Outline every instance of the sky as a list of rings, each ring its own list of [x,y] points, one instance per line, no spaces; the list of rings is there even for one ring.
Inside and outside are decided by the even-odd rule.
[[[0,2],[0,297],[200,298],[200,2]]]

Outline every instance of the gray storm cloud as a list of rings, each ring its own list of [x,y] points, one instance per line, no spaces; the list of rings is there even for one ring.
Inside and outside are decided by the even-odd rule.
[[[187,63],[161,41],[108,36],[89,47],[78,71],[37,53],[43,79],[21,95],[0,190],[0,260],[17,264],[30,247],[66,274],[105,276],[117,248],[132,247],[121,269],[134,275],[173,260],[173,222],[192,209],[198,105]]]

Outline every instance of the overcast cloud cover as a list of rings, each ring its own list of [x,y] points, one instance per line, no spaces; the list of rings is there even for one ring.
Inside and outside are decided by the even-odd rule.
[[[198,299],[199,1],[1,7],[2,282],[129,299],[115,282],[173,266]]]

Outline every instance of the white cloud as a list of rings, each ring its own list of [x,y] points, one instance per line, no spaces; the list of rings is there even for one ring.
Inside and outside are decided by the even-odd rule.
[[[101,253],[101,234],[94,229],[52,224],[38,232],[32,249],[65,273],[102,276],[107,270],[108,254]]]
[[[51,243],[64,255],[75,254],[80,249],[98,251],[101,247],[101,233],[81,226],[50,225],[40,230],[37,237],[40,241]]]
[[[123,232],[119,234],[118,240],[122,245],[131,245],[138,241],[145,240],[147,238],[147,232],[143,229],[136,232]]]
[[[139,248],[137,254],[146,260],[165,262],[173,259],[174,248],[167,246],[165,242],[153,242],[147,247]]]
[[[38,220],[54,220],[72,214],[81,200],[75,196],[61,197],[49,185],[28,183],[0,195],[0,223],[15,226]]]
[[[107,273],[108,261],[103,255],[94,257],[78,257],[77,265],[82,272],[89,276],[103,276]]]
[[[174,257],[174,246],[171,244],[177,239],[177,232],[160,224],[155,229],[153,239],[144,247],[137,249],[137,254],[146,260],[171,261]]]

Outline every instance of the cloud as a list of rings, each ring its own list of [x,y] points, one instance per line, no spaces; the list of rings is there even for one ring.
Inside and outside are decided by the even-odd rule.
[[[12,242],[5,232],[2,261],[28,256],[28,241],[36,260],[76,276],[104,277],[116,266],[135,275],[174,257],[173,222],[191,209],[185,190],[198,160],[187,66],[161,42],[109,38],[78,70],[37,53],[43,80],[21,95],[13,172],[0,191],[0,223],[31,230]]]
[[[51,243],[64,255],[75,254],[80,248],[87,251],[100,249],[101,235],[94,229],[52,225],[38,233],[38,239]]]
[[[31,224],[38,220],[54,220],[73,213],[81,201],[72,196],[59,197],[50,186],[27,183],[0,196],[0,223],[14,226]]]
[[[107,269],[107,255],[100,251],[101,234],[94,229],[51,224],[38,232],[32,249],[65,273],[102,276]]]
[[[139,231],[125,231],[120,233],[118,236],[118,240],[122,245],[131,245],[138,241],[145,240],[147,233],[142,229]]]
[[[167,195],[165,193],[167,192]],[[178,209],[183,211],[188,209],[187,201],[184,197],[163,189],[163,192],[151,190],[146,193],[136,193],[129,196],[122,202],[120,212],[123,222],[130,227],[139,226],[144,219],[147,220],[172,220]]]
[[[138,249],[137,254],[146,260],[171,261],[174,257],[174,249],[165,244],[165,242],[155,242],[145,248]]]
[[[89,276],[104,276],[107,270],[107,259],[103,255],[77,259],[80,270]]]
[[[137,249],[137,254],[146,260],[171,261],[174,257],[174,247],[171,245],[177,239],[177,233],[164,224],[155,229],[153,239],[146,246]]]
==
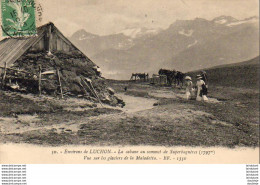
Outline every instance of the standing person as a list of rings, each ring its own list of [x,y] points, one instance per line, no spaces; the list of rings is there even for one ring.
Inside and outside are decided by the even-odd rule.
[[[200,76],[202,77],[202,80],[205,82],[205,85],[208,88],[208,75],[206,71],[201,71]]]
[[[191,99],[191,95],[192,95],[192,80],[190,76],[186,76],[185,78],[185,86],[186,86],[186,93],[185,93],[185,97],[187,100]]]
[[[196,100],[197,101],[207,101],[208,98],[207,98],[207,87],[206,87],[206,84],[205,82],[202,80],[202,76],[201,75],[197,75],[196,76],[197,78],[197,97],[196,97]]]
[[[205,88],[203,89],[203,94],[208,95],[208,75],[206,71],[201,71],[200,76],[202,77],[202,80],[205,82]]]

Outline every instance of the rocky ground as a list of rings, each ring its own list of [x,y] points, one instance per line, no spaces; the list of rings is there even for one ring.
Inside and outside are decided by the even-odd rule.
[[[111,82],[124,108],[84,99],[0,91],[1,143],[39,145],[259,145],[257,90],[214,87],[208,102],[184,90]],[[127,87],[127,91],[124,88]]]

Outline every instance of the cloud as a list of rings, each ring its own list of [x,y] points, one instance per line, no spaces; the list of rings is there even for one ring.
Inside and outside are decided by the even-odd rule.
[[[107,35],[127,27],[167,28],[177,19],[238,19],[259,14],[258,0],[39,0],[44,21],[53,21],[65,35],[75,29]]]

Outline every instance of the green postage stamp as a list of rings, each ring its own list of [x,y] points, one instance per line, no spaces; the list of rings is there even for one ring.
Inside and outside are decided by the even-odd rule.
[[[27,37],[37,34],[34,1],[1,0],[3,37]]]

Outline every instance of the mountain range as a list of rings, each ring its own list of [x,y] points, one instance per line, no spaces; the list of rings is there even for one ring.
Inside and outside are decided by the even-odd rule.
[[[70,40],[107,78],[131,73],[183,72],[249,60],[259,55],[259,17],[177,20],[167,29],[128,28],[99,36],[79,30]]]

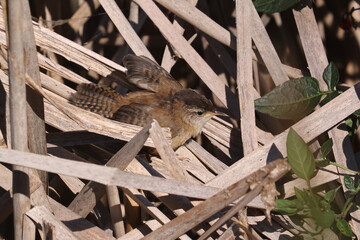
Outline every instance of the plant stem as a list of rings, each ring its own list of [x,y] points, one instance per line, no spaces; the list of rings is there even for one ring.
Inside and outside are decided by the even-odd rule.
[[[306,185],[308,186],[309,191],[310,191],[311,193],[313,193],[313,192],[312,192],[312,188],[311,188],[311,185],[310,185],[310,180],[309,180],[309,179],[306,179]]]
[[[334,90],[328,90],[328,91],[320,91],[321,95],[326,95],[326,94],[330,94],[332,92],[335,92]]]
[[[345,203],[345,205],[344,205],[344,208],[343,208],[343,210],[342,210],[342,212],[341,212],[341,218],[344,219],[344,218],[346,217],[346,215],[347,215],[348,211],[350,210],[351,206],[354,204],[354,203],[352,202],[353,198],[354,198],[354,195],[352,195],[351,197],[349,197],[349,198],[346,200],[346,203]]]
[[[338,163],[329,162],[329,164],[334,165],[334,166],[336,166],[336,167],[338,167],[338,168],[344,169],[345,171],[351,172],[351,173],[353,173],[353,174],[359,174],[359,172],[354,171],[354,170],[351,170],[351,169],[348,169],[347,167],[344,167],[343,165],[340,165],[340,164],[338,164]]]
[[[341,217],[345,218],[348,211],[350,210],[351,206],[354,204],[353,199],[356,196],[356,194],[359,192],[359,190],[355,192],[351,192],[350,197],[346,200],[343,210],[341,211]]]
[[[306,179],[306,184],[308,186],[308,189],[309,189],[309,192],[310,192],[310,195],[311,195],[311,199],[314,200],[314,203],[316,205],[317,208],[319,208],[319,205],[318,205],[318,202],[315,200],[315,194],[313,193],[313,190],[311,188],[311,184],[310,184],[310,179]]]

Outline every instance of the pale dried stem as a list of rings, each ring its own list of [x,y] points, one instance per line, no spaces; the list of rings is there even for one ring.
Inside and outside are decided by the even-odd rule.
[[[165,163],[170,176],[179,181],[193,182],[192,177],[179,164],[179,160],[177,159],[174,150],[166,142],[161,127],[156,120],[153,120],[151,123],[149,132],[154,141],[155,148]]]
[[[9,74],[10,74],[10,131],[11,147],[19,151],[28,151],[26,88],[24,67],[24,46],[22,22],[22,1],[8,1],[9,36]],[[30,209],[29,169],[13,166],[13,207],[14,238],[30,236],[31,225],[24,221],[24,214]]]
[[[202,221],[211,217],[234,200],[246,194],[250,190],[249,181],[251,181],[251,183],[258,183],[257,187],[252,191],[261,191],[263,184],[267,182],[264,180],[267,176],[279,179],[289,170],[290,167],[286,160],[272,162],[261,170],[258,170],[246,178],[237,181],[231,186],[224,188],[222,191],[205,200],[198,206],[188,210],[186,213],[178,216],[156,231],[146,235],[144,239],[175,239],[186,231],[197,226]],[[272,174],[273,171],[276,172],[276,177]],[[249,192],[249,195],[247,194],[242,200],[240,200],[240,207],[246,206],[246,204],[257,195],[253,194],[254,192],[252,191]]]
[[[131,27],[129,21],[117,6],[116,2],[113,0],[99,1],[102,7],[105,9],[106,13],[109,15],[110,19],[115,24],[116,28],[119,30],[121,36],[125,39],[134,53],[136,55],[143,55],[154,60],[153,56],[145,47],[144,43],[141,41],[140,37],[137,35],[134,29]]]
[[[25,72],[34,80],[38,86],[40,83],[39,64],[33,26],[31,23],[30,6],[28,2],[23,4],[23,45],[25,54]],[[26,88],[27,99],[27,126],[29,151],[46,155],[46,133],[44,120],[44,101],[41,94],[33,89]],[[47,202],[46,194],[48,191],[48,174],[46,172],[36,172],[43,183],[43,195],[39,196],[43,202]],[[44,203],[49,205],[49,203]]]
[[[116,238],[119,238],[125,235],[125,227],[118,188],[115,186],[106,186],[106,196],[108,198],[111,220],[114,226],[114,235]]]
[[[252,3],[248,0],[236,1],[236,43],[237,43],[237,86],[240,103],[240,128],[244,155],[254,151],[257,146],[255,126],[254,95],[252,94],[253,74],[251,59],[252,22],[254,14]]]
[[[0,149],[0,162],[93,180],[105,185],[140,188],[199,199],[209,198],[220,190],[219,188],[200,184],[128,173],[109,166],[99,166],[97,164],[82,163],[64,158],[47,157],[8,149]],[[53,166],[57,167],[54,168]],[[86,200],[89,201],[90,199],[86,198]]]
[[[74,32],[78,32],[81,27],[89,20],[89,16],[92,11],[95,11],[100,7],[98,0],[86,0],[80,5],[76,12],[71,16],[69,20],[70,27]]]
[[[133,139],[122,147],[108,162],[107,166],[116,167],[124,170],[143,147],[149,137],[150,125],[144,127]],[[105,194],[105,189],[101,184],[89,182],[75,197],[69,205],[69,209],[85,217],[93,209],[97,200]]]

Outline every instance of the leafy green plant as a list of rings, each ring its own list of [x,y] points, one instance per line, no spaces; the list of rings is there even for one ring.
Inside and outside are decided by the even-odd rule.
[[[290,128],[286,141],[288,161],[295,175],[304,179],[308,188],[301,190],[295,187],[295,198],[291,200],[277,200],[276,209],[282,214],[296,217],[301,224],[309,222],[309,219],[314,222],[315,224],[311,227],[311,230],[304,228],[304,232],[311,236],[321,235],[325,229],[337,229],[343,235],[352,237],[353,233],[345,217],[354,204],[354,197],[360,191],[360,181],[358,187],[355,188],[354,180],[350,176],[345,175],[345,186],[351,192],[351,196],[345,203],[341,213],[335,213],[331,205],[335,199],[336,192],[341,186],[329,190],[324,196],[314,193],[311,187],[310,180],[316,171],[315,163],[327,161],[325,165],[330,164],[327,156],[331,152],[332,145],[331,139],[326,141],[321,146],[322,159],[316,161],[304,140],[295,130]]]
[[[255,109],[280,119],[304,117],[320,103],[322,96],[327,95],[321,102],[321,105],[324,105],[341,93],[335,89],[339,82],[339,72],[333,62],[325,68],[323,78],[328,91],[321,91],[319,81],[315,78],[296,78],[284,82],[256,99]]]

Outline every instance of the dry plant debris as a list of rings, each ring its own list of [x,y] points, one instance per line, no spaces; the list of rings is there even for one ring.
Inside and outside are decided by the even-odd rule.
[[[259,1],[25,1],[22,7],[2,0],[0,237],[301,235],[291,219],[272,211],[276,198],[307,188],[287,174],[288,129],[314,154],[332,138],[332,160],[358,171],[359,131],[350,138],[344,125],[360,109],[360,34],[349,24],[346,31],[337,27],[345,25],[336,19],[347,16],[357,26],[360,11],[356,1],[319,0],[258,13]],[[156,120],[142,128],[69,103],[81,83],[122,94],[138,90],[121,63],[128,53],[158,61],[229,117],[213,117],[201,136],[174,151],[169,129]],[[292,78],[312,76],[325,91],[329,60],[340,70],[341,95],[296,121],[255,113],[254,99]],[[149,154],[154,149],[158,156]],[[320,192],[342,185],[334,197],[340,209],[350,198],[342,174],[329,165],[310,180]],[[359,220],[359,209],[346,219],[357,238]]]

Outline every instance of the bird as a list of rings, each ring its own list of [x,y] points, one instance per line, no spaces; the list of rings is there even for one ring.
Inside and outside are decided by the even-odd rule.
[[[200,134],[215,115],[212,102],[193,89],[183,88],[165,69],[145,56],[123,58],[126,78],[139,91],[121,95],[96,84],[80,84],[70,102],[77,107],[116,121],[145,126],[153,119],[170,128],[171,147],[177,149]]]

[How to complete this task]: Filter the data for the string "green". Copy each matching line.

[Response box]:
Outline every instance of the green postage stamp as a list of rings, each ring its own list of [x,y] points, one instance per line, no spaces; the list of rings is there even for one ring.
Outline every instance of the leafy green plant as a list of rings, each ring its own list of [x,y] points, one instance per line, no spaces; the list of rings is there even for one ring.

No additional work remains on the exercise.